◆ Excerpt provided

____________

# Traveling on Fiance Visa



## aja293 (Sep 6, 2011)

Hello everyone! I was recently granted a fiance visa (thank you so much Joppa for your help!), and my fiance and I were wondering if I was allowed to travel outside the UK and re enter the UK on it. We were reading something that said I would have to be inside the country for eight days, then we could register to get married, and then we would have to wait something like sixteen days before we could actually get married. Would I be allowed to travel outside the UK during this period, and have the days still count?
Thank you so much for your help!


----------



## Joppa (Sep 7, 2009)

aja293 said:


> Hello everyone! I was recently granted a fiance visa (thank you so much Joppa for your help!), and my fiance and I were wondering if I was allowed to travel outside the UK and re enter the UK on it. We were reading something that said I would have to be inside the country for eight days, then we could register to get married, and then we would have to wait something like sixteen days before we could actually get married. Would I be allowed to travel outside the UK during this period, and have the days still count?
> Thank you so much for your help!


If you are having a civil marriage, you can only give notice of your marriage from the 8th day in UK (and you have to be staying at the address given throughout the 8 days). After giving notice, if there have been no objections, you will then be able to marry from the 16th day from giving notice. You can leave the country during that period if you like, as your fiancé visa is multi-entry, but I suggest you take documents proving you have given notice and tell the immigration that you are returning to get married, with evidence of venue, wedding invitation etc.

Once you get married, you should *not *leave the country until you have applied and obtained your FLR and biometric residence permit. If you use same-day premium service, your leave will be processed on the same day and your permit posted to you in a few days.


----------



## aja293 (Sep 6, 2011)

____________

◆ Dataset content
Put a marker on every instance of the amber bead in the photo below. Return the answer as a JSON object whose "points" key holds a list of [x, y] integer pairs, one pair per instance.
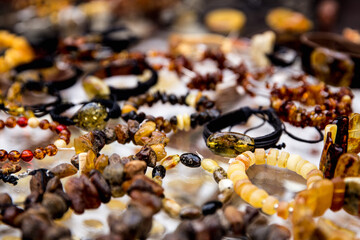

____________

◆ Problems
(A) In the fiance visa thread, from which day in the UK does Joppa say notice of a civil marriage can be given?
(B) Carry on the forum thread about traveling on a fiance visa, picking up after its final line.

◆ Answers
(A) From the 8th day in the UK.

(B)
Thank you so much Joppa! So of course now I have another question.  The address where my fiance and I will be living (which I gave in my fiance visa application) is my fiance's parents' address, as we will be staying with them until we find a flat to rent in London. Is this the address we must stay in for the first 8 days, or can we give another address somehow? (We were hoping that we could stay somewhere in London, at a hotel or such, for a little bit before we went to his parents, who live an hour away from London.) Of course, it's not a huge deal, and we don't want to do this if it will cause us any problems! Is it possible to tell immigration that we will be staying at another address for the first week or so? If it is, how would we do so?
Thank you very much!


----------



## Joppa (Sep 7, 2009)

aja293 said:


> Thank you so much Joppa! So of course now I have another question.  The address where my fiance and I will be living (which I gave in my fiance visa application) is my fiance's parents' address, as we will be staying with them until we find a flat to rent in London. Is this the address we must stay in for the first 8 days, or can we give another address somehow? (We were hoping that we could stay somewhere in London, at a hotel or such, for a little bit before we went to his parents, who live an hour away from London.) Of course, it's not a huge deal, and we don't want to do this if it will cause us any problems! Is it possible to tell immigration that we will be staying at another address for the first week or so? If it is, how would we do so?


You don't have to stay with your fiancé's parents, and you can give your hotel address at register office, but they may demand a proof of address. So take your booking confirmation or hotel receipt (if you have paid in advance). If staying with the future in-laws, they can write a letter confirming you are staying there. No need to tell the immigration - just put the future in-laws' address on your immigration form you complete on the plane.
You must give notice at one of designated register offices, not necessarily the nearest. There is a list at http://www.direct.gov.uk/prod_consu.../@dg/@en/documents/digitalasset/dg_176374.pdf


----------



## aja293 (Sep 6, 2011)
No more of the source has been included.